Exercise prompt:
Can you update the lines below so that every "photo" reads "image", leave everything else unchanged, and omit the pictures from your answer?

-------- Given data

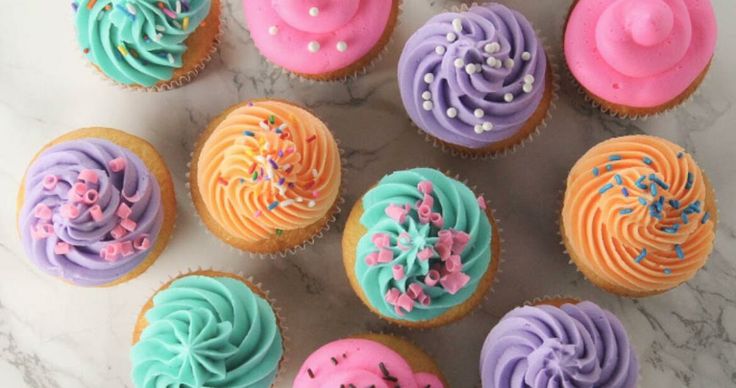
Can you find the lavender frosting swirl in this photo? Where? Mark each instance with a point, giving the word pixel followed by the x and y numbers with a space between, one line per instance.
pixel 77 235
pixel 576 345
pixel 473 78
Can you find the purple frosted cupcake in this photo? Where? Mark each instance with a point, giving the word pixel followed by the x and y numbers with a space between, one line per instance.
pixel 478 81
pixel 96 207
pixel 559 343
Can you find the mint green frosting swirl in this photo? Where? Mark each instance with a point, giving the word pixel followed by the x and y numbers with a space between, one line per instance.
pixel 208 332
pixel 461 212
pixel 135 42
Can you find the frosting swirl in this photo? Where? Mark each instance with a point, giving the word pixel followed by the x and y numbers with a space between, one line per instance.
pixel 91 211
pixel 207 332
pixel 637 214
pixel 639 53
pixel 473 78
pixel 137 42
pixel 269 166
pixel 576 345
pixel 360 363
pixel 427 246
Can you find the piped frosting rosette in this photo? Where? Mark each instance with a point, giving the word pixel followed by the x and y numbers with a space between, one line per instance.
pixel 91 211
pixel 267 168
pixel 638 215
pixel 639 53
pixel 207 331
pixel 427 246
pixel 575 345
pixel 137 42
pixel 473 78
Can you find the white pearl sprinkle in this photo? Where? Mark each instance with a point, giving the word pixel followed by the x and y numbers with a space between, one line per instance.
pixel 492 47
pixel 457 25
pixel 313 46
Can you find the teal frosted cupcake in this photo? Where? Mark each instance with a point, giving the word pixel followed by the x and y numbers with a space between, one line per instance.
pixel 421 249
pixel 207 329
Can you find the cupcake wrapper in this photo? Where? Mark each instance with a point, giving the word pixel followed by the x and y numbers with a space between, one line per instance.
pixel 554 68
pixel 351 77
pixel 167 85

----------------

Solution:
Can you find the lavender frosting swirl in this image? Where? Mark each instance with a point, giving the word pixel followed by the x and y numbers with a space between, one line per instance.
pixel 77 235
pixel 576 345
pixel 473 78
Can you find the purple frosted cupcake in this image? Where? Mark each instance with a point, giving the word pixel followed by the x and y numbers with a space between, one line per instance.
pixel 478 81
pixel 96 207
pixel 559 343
Can you find the mint green frosting swirl in this image? Where? Mark each instance with a point, giving the word pixel followed by the x and y numbers with a space between, one line per instance.
pixel 208 332
pixel 461 212
pixel 135 42
Can you find the frosting swirl in this image? Where? Mark each instance with a point, giving the word pixel followed by the x and y numbers with a space between, one line per instance.
pixel 91 211
pixel 207 332
pixel 637 214
pixel 639 53
pixel 473 78
pixel 137 42
pixel 269 166
pixel 576 345
pixel 360 363
pixel 427 246
Can you find the piped frosting rosette in this image? Where? Mark each instance with a point, giving the word pixel followed by the x and y numbers with a space between, one line per instance.
pixel 91 211
pixel 267 168
pixel 638 215
pixel 639 53
pixel 207 331
pixel 427 246
pixel 575 345
pixel 137 42
pixel 473 78
Can you find the white pearl sprinkle in this image? Where? Mark each instance with a point, giving the word pixel followed by the x and y numbers with a space between, one line per instance.
pixel 492 47
pixel 457 25
pixel 313 46
Can you find the teal frosted cupcake in this image? Where? Mark each instance with a point, giving the word pixel followed by the x and y numbers with a space between, one line per instance.
pixel 421 249
pixel 207 329
Can you find the cupcake wrapper in this image? Where? Mark each instance with a point, giving the word pixel followed by the x and y numbers with a space between, one line per instance.
pixel 554 68
pixel 351 77
pixel 167 85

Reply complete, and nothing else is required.